**** Supplied information

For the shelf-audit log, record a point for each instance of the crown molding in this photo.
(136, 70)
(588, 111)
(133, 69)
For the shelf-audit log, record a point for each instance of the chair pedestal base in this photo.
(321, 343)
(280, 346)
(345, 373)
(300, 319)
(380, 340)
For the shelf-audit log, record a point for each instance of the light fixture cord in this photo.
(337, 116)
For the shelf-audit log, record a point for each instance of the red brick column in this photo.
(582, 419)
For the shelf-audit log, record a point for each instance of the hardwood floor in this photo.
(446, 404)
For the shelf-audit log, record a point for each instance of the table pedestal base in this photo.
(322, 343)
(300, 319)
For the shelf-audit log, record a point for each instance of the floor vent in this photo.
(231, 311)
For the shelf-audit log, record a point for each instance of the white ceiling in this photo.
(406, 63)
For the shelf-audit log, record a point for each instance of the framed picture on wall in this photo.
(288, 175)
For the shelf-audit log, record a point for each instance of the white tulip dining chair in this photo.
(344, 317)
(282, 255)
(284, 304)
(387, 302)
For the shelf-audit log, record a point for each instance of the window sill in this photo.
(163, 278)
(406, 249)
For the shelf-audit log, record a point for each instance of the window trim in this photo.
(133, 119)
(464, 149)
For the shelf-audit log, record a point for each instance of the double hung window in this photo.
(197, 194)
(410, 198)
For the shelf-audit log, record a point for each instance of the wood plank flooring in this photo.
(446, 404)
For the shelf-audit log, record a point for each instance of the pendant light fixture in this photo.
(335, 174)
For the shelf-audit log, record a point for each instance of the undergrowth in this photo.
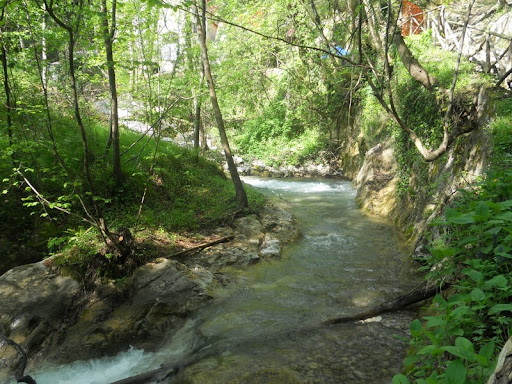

********

■ **The request**:
Count the lines in the records above that contain the string "base", treating uppercase and lowercase letters as different, and give only the number.

■ **Task solution**:
2